Exercise description: Reproduce each line below from the one containing "detect every beige" down to the one containing "[249,208,280,267]", keeping the requests, and add -60 to every bounding box coordinate.
--- Start of Supplied information ---
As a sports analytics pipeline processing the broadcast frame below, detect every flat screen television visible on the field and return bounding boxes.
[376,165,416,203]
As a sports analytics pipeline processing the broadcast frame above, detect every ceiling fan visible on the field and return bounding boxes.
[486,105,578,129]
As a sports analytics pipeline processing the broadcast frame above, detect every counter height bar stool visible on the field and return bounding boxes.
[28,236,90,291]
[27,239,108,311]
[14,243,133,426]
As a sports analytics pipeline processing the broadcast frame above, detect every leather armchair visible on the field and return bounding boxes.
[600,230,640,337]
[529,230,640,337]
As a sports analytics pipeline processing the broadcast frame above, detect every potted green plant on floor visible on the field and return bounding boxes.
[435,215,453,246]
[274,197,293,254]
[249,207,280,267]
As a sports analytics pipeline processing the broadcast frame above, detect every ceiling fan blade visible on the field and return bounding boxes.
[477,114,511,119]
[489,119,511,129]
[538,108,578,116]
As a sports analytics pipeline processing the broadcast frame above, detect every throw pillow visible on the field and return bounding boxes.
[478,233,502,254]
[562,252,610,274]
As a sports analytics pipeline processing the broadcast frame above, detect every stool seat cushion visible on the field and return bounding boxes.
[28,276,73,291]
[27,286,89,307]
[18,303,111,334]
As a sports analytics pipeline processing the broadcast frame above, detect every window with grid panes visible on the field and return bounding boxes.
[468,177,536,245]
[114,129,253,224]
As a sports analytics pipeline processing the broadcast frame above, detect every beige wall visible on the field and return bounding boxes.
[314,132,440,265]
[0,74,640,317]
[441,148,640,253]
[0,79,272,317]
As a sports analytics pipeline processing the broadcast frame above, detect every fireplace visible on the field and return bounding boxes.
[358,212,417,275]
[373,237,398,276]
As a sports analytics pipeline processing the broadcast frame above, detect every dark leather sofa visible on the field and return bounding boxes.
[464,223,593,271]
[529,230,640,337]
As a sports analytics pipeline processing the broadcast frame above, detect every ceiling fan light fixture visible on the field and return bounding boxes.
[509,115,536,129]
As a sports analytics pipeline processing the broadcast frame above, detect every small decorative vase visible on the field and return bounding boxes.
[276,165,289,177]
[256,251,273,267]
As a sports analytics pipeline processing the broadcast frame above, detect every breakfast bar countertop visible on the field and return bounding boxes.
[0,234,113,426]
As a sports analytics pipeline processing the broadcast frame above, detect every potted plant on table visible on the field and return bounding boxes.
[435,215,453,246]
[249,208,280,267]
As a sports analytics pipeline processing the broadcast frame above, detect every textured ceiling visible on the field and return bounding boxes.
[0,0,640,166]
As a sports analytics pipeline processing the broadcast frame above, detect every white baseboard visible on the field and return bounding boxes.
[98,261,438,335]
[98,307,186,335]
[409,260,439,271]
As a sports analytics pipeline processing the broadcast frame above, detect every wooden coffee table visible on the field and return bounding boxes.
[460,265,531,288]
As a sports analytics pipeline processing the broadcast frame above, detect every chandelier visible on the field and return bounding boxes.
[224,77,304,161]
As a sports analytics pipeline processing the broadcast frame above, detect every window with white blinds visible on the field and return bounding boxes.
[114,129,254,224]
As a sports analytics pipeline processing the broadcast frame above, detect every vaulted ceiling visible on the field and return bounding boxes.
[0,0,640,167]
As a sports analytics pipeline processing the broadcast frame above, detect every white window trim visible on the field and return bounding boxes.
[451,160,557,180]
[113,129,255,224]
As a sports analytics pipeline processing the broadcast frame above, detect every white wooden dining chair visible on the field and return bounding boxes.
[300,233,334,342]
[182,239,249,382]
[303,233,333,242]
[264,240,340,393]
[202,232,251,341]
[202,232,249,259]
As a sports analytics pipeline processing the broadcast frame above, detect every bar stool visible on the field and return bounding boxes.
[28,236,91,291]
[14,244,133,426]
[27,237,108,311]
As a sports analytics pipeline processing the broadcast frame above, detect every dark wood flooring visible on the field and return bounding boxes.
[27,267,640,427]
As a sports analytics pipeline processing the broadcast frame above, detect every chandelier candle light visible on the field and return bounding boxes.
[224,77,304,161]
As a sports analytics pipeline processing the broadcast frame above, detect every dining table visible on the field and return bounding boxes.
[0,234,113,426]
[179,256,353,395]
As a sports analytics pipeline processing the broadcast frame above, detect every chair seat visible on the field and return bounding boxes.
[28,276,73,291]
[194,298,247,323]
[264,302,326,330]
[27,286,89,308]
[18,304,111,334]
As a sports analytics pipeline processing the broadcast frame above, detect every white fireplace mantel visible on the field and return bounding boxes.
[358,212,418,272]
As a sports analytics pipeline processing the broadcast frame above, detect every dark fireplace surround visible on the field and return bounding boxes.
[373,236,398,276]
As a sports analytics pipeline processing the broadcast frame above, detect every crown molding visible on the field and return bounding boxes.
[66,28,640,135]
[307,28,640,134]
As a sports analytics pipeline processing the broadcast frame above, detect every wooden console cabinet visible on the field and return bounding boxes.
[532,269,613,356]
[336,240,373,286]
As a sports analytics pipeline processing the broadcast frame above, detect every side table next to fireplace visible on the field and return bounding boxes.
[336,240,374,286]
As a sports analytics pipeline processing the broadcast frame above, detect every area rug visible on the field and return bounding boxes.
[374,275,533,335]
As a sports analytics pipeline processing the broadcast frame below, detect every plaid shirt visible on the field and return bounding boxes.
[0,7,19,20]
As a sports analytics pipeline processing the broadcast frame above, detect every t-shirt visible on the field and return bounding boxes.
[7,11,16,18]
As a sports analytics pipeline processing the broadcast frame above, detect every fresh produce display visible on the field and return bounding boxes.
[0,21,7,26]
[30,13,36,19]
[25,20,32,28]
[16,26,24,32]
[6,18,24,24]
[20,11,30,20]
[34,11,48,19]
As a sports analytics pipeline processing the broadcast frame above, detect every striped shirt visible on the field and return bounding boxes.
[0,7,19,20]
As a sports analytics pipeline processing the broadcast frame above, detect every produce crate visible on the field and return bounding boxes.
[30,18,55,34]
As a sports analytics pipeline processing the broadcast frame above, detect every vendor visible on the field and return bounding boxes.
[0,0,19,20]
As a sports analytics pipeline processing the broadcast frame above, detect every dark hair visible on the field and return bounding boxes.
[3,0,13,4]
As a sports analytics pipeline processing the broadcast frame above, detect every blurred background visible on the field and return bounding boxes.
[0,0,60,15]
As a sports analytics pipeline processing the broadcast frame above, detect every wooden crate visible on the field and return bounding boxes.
--- End of Supplied information ---
Right answer:
As a sports analytics pipeline processing the broadcast frame above, detect every beige wall visible on the field and return bounding boxes.
[254,72,380,205]
[-60,14,580,257]
[381,88,580,193]
[-60,19,212,257]
As a sports analytics pipeline processing the broadcast frame above, detect every fireplace visible on the field and return bounding boxes.
[298,152,357,215]
[313,177,338,216]
As a sports analytics pipeline processing the broadcast frame above, detect every dark leather sofa visible on the field and return bounding boxes.
[404,163,533,211]
[469,170,580,277]
As a sports analytics pipeline processing the broadcast frame above, detect every ceiling fan light fixture visible on the field and return bounding boxes.
[449,55,476,69]
As a sports analytics pipeline processing the broadcast frame above, detect every small decorative vase visible on the field and return bounding boxes.
[216,105,229,117]
[196,191,213,207]
As a sports analytics pipeline processing the broadcast frame above, detect every breakfast bar countertop visible on the field and return bounding boxes.
[-60,174,53,366]
As a sports analytics pipeline processing the broadcast frame above, detect every potted plant on table visible on the field and return bounding boxes.
[375,155,393,186]
[189,148,220,207]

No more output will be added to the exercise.